[BEGIN Listed entries]

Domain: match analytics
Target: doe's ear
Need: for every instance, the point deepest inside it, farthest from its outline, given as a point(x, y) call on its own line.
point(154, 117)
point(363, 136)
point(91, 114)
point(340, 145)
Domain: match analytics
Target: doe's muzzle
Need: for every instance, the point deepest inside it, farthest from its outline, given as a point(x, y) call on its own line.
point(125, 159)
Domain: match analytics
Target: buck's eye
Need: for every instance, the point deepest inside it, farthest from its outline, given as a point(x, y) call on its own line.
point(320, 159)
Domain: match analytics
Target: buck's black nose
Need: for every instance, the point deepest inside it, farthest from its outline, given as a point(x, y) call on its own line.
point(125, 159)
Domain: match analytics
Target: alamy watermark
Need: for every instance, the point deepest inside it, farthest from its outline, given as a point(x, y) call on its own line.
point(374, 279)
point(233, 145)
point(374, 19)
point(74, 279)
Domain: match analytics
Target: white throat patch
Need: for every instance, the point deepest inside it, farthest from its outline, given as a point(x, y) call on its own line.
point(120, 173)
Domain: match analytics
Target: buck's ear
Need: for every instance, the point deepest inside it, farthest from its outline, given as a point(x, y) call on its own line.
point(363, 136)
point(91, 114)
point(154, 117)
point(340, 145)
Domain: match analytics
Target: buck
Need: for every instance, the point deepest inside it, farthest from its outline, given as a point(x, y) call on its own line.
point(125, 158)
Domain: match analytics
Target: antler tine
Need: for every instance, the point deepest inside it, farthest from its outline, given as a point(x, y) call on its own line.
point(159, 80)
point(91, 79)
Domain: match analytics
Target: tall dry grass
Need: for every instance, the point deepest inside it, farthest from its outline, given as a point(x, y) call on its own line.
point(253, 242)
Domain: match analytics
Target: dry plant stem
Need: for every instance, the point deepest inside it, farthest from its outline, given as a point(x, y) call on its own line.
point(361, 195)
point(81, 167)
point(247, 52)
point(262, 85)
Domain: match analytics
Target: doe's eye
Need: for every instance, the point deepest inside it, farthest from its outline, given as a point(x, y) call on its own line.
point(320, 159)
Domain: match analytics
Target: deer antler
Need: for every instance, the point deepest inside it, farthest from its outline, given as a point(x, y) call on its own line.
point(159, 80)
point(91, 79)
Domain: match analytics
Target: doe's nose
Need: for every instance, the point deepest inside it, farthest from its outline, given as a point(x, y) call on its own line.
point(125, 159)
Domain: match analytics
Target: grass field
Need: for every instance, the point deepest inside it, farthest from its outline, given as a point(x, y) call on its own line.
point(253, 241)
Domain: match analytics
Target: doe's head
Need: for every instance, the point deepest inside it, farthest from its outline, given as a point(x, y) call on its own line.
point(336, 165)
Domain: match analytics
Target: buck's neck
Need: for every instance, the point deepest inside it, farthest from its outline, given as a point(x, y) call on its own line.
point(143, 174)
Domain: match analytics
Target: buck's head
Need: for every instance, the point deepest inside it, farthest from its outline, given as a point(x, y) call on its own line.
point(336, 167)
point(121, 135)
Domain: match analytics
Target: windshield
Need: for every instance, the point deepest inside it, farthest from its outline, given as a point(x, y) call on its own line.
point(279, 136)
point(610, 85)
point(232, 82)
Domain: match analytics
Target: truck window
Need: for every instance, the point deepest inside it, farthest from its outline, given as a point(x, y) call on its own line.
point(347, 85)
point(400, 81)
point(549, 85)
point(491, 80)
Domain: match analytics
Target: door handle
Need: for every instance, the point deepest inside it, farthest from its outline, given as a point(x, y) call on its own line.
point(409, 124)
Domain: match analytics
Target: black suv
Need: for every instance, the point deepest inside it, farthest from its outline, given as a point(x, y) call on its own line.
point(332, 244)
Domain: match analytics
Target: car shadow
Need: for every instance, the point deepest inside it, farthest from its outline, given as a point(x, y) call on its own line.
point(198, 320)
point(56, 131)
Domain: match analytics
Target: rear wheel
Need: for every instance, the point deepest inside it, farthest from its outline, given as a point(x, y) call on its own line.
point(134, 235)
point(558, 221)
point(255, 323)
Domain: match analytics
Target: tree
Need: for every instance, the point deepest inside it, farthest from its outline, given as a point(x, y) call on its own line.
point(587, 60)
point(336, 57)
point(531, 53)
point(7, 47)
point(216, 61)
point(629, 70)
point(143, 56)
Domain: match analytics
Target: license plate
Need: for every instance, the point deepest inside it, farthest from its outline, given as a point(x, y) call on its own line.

[END Listed entries]

_Task to complete_.
Restate the data above exactly, keeping each word as it stands.

_Task answer_.
Domain: match analytics
Target: doe's ear
Need: for every instance, the point deepest inside it, farthest from its outline, given as a point(x, y) call on its own line.
point(154, 117)
point(363, 136)
point(91, 114)
point(340, 145)
Domain: match analytics
Target: doe's muzzle
Need: for every instance, the point deepest inside it, farthest from its outline, given as a point(x, y) call on its own line.
point(125, 159)
Domain: match analytics
Target: buck's eye
Need: for every instance, the point deepest inside it, farthest from its outline, given as a point(x, y) call on its own line.
point(320, 159)
Domain: match analytics
Target: buck's black nose
Need: for every instance, the point deepest inside it, farthest from its outline, given as a point(x, y) call on its own line.
point(125, 159)
Domain: match analytics
Target: alamy watermark
Need: for every instance, the point deepest inside it, farthest from its outline, given as a point(x, y) call on its own line.
point(374, 279)
point(233, 145)
point(374, 19)
point(74, 279)
Domain: match analytics
Target: white throat patch
Need: for every instance, the point deepest inside it, farthest from its outline, given as a point(x, y) call on its own line.
point(120, 173)
Domain: match analytics
Target: buck's ear
Need: for every instance, the point deepest inside it, farthest from its outline, given as a point(x, y) call on its own line.
point(363, 136)
point(91, 114)
point(154, 117)
point(340, 145)
Domain: match analytics
Target: buck
Need: for every instance, the point deepest inside it, farthest from its outline, given as a point(x, y) call on its own line.
point(125, 158)
Domain: match analytics
Target: antler tine
Need: for every instance, the point deepest inside it, farthest from its outline, given as a point(x, y) call on its own line.
point(159, 80)
point(91, 79)
Domain: match analytics
Target: tall dry grass
Need: for every instance, the point deepest inside it, farthest from its outline, given as a point(x, y) call on its own line.
point(253, 242)
Domain: match analytics
Target: dry plant stem
Need: for every instance, the point deepest inside it, farthest from its outline, given as a point(x, y) call on its own line.
point(361, 195)
point(81, 167)
point(247, 52)
point(262, 85)
Domain: match analytics
Target: doe's eye
Need: for every instance, the point deepest inside it, farthest from its outline, given as a point(x, y) call on its own line.
point(320, 159)
Domain: match analytics
Target: deer antler
Need: for every instance, the point deepest inside it, farthest from its outline, given as a point(x, y) call on its own line.
point(159, 80)
point(91, 79)
Domain: match analytics
Target: doe's nose
Need: for every instance, the point deepest inside it, farthest from its outline, given as a point(x, y) call on its own line.
point(125, 159)
Domain: match analytics
Target: grass field
Need: for every instance, the point deepest inside it, farthest from its outline, given as a point(x, y) call on its own line.
point(253, 241)
Domain: match analytics
Target: doe's head
Need: for every instance, the point deepest inside it, farthest from its outline, given as a point(x, y) call on its own line.
point(336, 165)
Domain: match analytics
Target: buck's neck
Need: for every instance, the point deepest inside it, farthest from its outline, given as a point(x, y) call on its own line.
point(143, 174)
Domain: match analytics
Target: buck's head
Need: for every instance, the point deepest inside it, farthest from its outline, given as a point(x, y) call on its own line.
point(336, 167)
point(121, 135)
Domain: match analytics
Target: windshield
Need: for every instance, the point deepest inside it, farthest from its outline, given as a point(x, y) call on its own line.
point(279, 136)
point(610, 85)
point(232, 82)
Domain: match analytics
Target: truck window
Need: for every instance, the point deepest inside it, farthest from its outline, given as a point(x, y) call on its own line.
point(347, 85)
point(400, 81)
point(549, 85)
point(491, 80)
Domain: match analytics
Target: door handle
Need: for every instance, the point deepest inside it, farthest from its outline, given as a point(x, y) call on its own line.
point(409, 124)
Domain: match analytics
Target: black suv
Need: for every instance, the point deepest inside it, farthest from its outline, given as a point(x, y) call on its own line.
point(332, 244)
Domain: match analytics
Target: car shadow
Need: for every instance, the point deepest inside it, farthest from its outline, given as a point(x, y) call on its own line.
point(198, 320)
point(56, 131)
Domain: match analytics
Target: rear wheel
Need: for every instance, the point deepest inside it, farthest from its outline, given as a point(x, y) call on its own line.
point(134, 235)
point(558, 221)
point(255, 323)
Domain: match analytics
Target: tree
Need: for every instance, the point deepest inside it, farthest from its outline, given as a point(x, y) call on its own line.
point(587, 60)
point(336, 57)
point(531, 53)
point(7, 47)
point(216, 61)
point(629, 70)
point(143, 56)
Domain: match analytics
Target: license plate
Need: for every instance, the point deepest inside it, farthest from its outline, given as a point(x, y) call on its own line.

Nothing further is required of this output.